## WORK REQUIRED
Pull out every line in the rows below that contains the string "tree", copying each one in full and in its original order.

(Picture region annotation data)
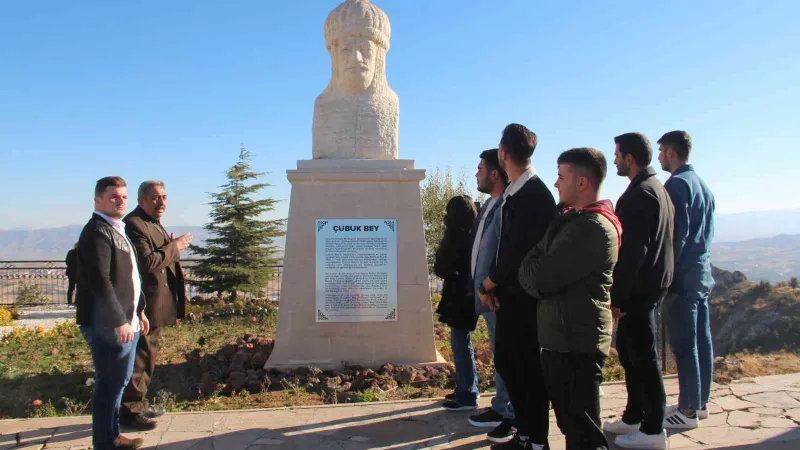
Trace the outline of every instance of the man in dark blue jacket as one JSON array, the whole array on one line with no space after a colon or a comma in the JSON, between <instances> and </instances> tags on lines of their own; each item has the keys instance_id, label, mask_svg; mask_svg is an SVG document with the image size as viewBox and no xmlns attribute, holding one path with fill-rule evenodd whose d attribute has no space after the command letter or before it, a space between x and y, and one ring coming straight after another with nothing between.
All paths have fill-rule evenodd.
<instances>
[{"instance_id":1,"label":"man in dark blue jacket","mask_svg":"<svg viewBox=\"0 0 800 450\"><path fill-rule=\"evenodd\" d=\"M143 439L119 432L122 390L133 371L139 336L150 330L136 251L125 235L125 180L97 181L95 211L78 239L76 322L95 367L92 444L97 450L136 449Z\"/></svg>"},{"instance_id":2,"label":"man in dark blue jacket","mask_svg":"<svg viewBox=\"0 0 800 450\"><path fill-rule=\"evenodd\" d=\"M714 287L709 259L714 237L714 195L689 164L692 138L670 131L658 140L664 184L675 205L675 279L664 300L670 347L678 364L678 404L667 408L666 428L687 429L708 417L714 353L708 297Z\"/></svg>"},{"instance_id":3,"label":"man in dark blue jacket","mask_svg":"<svg viewBox=\"0 0 800 450\"><path fill-rule=\"evenodd\" d=\"M619 319L617 351L628 403L621 420L603 429L625 448L664 449L666 395L656 350L655 309L672 283L675 210L650 166L653 150L641 133L614 138L617 174L631 180L617 200L624 239L614 267L611 312Z\"/></svg>"},{"instance_id":4,"label":"man in dark blue jacket","mask_svg":"<svg viewBox=\"0 0 800 450\"><path fill-rule=\"evenodd\" d=\"M478 288L481 302L497 314L495 366L506 383L517 416L515 438L498 449L547 447L547 398L536 320L536 299L519 284L519 267L556 217L556 202L531 165L536 134L519 124L503 130L500 167L511 183L501 197L500 240L494 270Z\"/></svg>"}]
</instances>

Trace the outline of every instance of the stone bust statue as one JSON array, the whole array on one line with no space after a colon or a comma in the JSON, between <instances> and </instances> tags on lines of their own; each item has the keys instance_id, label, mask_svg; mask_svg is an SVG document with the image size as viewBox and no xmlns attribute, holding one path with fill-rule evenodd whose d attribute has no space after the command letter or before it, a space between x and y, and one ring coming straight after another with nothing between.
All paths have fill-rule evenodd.
<instances>
[{"instance_id":1,"label":"stone bust statue","mask_svg":"<svg viewBox=\"0 0 800 450\"><path fill-rule=\"evenodd\" d=\"M397 94L386 81L389 18L347 0L325 21L331 81L314 102L314 159L397 159Z\"/></svg>"}]
</instances>

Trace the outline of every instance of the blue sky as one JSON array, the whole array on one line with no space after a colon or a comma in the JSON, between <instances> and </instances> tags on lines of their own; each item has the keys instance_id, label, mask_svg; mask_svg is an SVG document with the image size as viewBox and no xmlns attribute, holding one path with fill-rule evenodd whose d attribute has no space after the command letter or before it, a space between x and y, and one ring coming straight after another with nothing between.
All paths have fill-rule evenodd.
<instances>
[{"instance_id":1,"label":"blue sky","mask_svg":"<svg viewBox=\"0 0 800 450\"><path fill-rule=\"evenodd\" d=\"M285 217L338 3L0 2L0 229L83 223L110 174L164 180L165 223L200 225L241 143ZM685 129L718 212L800 207L800 2L374 3L392 23L400 157L417 167L472 181L519 122L552 184L570 147L611 164L617 134ZM611 166L605 196L626 185Z\"/></svg>"}]
</instances>

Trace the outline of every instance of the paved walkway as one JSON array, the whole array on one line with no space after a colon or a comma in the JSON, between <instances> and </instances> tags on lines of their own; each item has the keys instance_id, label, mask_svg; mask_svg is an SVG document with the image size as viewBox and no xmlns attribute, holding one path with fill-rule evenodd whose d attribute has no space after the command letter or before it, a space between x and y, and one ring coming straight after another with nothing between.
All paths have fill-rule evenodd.
<instances>
[{"instance_id":1,"label":"paved walkway","mask_svg":"<svg viewBox=\"0 0 800 450\"><path fill-rule=\"evenodd\" d=\"M675 402L677 380L666 381ZM603 418L621 413L624 386L605 385ZM489 398L482 398L484 405ZM800 449L800 374L715 386L711 416L701 428L670 437L672 449ZM484 430L430 400L258 411L169 414L157 430L130 434L145 448L169 450L484 449ZM85 449L91 418L0 421L0 450ZM564 438L551 418L552 448Z\"/></svg>"}]
</instances>

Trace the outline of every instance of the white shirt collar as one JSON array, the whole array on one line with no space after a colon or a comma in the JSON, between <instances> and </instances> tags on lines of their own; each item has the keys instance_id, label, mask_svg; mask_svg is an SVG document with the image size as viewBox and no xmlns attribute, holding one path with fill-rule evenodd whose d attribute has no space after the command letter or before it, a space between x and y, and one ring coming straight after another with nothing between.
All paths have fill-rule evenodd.
<instances>
[{"instance_id":1,"label":"white shirt collar","mask_svg":"<svg viewBox=\"0 0 800 450\"><path fill-rule=\"evenodd\" d=\"M105 219L106 222L108 222L109 225L114 227L115 230L121 231L123 236L125 235L125 223L122 222L121 219L115 219L113 217L109 217L109 216L101 213L100 211L95 211L94 213L97 214L98 216L102 217L103 219Z\"/></svg>"},{"instance_id":2,"label":"white shirt collar","mask_svg":"<svg viewBox=\"0 0 800 450\"><path fill-rule=\"evenodd\" d=\"M516 194L522 189L522 186L525 186L525 183L528 182L531 178L536 176L536 169L533 166L528 166L524 172L517 178L516 180L512 181L511 184L508 185L505 192L503 192L503 200L507 199L508 197Z\"/></svg>"}]
</instances>

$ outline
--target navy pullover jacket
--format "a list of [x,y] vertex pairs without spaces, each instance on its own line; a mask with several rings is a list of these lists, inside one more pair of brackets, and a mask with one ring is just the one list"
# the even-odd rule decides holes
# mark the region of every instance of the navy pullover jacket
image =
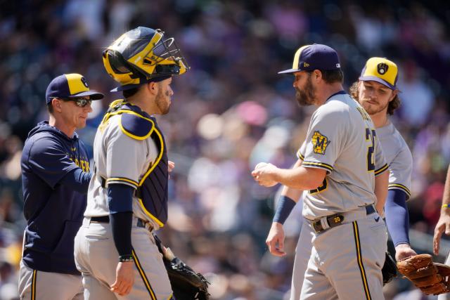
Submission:
[[74,238],[91,178],[84,145],[77,133],[69,138],[42,122],[28,134],[20,162],[27,223],[24,263],[34,270],[79,275]]

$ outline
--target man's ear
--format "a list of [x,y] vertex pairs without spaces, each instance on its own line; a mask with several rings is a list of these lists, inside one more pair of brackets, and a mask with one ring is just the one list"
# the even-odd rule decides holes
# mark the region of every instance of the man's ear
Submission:
[[53,98],[51,99],[51,105],[53,107],[53,110],[58,112],[63,111],[63,106],[61,105],[61,100]]
[[150,81],[147,84],[147,89],[148,89],[148,91],[153,95],[158,94],[159,88],[160,86],[158,84],[158,82]]
[[322,72],[319,70],[314,70],[311,76],[313,80],[318,81],[322,79]]
[[395,89],[392,91],[392,94],[391,95],[391,98],[389,100],[389,102],[391,102],[392,100],[395,99],[395,96],[399,93],[399,90]]

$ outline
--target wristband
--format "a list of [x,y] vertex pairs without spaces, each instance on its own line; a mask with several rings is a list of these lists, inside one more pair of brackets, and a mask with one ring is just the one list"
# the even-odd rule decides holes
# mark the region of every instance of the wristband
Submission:
[[134,261],[134,259],[133,259],[133,255],[132,254],[128,254],[128,255],[121,255],[119,256],[119,262],[120,263],[126,263],[128,261]]
[[297,202],[288,196],[280,196],[276,206],[274,222],[284,224]]

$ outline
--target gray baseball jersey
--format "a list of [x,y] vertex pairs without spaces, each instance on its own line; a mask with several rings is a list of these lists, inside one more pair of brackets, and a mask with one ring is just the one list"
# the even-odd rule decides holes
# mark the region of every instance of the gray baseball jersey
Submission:
[[[109,220],[101,218],[110,214],[108,185],[124,184],[136,189],[136,193],[141,193],[142,183],[145,184],[146,178],[153,176],[154,170],[158,170],[155,176],[159,176],[158,183],[167,183],[167,173],[157,169],[166,168],[167,171],[167,167],[166,164],[163,164],[163,167],[159,165],[163,159],[165,162],[167,156],[165,156],[162,134],[158,129],[155,120],[136,105],[115,101],[110,106],[110,110],[96,134],[94,143],[95,175],[88,190],[83,225],[75,241],[75,262],[83,275],[84,299],[172,299],[172,287],[162,261],[162,254],[152,234],[153,230],[164,226],[165,220],[162,221],[162,218],[158,219],[160,215],[149,211],[143,204],[143,194],[141,194],[142,197],[134,196],[132,199],[131,237],[135,266],[133,287],[124,297],[110,290],[115,280],[119,254],[115,246]],[[160,137],[161,144],[159,148],[156,140],[152,138],[152,134]],[[162,190],[162,193],[166,192],[167,190]],[[120,201],[120,199],[113,198],[112,200]]]
[[[303,167],[327,171],[322,185],[304,193],[302,236],[311,247],[295,259],[306,270],[300,299],[382,299],[386,227],[364,207],[375,202],[375,176],[387,164],[370,117],[345,93],[332,96],[311,116],[297,153]],[[306,221],[335,213],[341,225],[319,233]]]
[[386,162],[389,165],[389,190],[401,190],[411,197],[411,173],[413,155],[400,133],[394,124],[377,128],[377,136],[381,143]]
[[[107,178],[107,185],[122,183],[136,188],[159,154],[151,138],[137,140],[125,134],[121,129],[120,119],[120,115],[111,117],[107,124],[99,126],[96,135],[94,160],[97,180],[91,180],[89,184],[86,217],[110,214],[108,188],[101,186],[99,176]],[[133,198],[133,214],[151,222],[154,228],[159,228],[160,223],[143,211],[137,197]]]
[[[389,189],[400,189],[409,196],[413,162],[406,143],[390,122],[383,127],[378,128],[376,135],[381,143],[386,162],[389,165]],[[302,145],[302,148],[304,147]],[[300,150],[297,155],[302,159]],[[304,228],[305,230],[303,230]],[[307,223],[304,223],[295,249],[290,300],[298,300],[300,297],[304,272],[311,255],[311,241],[313,235],[314,233],[307,229]]]
[[387,164],[372,120],[349,95],[335,95],[314,112],[298,155],[303,167],[327,171],[323,185],[305,195],[307,219],[376,202],[375,176]]

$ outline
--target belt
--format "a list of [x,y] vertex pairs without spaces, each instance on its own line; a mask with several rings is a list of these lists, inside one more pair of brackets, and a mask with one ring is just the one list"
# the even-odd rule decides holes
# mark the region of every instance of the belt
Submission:
[[[373,204],[369,204],[364,207],[366,209],[366,215],[368,216],[376,211]],[[311,225],[316,233],[321,233],[329,228],[338,226],[342,223],[345,219],[345,216],[342,215],[345,213],[338,213],[332,214],[331,216],[326,216],[321,218],[317,221],[311,222]]]
[[[148,221],[143,221],[143,219],[139,218],[136,218],[136,219],[137,219],[137,221],[136,222],[136,226],[137,227],[146,228],[146,226],[149,226],[150,228],[152,228],[152,226],[150,225],[150,223]],[[110,223],[110,216],[92,216],[91,217],[91,223]]]
[[[106,188],[106,179],[101,176],[100,175],[97,176],[94,174],[94,176],[98,178],[98,181],[100,181],[100,184],[101,185],[101,187],[103,188]],[[133,193],[133,195],[135,197],[137,197],[138,198],[142,198],[142,192],[141,190],[140,186],[138,186],[138,188],[136,190],[134,190],[134,192]]]

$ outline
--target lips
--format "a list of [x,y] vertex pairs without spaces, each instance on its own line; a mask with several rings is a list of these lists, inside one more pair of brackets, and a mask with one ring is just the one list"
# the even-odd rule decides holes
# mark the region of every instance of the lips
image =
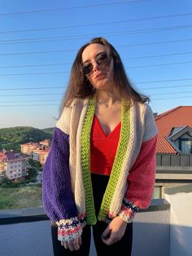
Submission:
[[99,78],[101,77],[103,77],[104,73],[97,73],[95,76],[94,76],[94,78]]

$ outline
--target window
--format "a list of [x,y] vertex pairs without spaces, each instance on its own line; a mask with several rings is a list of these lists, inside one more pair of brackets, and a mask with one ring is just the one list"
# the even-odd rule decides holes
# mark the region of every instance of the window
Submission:
[[192,137],[185,134],[178,139],[179,149],[184,154],[192,153]]
[[153,192],[153,199],[164,198],[164,186],[155,186]]

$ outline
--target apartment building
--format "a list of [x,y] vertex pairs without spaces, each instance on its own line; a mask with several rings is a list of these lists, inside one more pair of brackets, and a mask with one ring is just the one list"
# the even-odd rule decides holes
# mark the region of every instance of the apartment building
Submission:
[[0,179],[6,175],[10,180],[24,180],[28,170],[28,157],[13,151],[0,152]]
[[44,165],[48,156],[50,146],[50,139],[44,139],[39,143],[27,143],[20,145],[22,153],[30,156],[34,161]]

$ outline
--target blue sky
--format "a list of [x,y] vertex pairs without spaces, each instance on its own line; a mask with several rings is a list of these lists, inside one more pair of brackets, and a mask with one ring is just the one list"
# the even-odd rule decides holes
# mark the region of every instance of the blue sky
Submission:
[[0,128],[54,126],[76,54],[98,36],[154,112],[191,105],[190,0],[0,0]]

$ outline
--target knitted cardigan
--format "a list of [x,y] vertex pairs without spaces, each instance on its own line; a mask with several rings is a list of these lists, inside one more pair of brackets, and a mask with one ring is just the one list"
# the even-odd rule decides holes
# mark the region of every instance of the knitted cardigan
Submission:
[[[42,173],[45,210],[58,225],[58,239],[69,241],[95,216],[90,176],[90,133],[95,99],[75,99],[55,128]],[[153,193],[157,130],[148,104],[122,104],[121,130],[110,179],[98,216],[109,223],[120,215],[131,222],[137,208],[147,208]],[[99,161],[99,159],[98,159]]]

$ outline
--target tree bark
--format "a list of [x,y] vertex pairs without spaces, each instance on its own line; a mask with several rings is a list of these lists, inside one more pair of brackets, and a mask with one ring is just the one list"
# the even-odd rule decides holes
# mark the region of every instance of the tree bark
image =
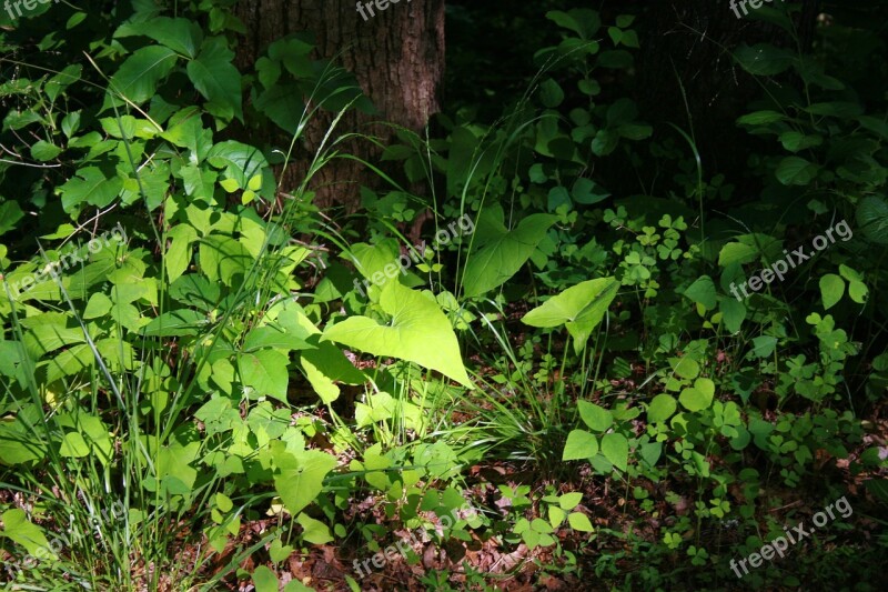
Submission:
[[[337,136],[361,131],[381,138],[394,137],[391,128],[374,123],[390,121],[420,132],[438,111],[440,86],[444,74],[444,0],[400,0],[384,2],[379,10],[364,8],[355,0],[241,0],[235,13],[248,30],[239,50],[239,63],[252,64],[272,41],[292,33],[311,31],[315,37],[315,58],[334,60],[357,78],[364,93],[377,109],[374,117],[352,110],[339,122]],[[304,178],[311,155],[320,146],[334,119],[321,111],[305,130],[305,150],[287,167],[283,190],[291,191]],[[379,160],[379,150],[367,141],[350,140],[343,150],[369,162]],[[353,160],[336,159],[312,180],[317,191],[315,205],[342,205],[346,211],[360,207],[360,185],[376,185],[377,179]]]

## EXPECTED ANSWER
--target tree bark
# mark the region of every instance of the tree bark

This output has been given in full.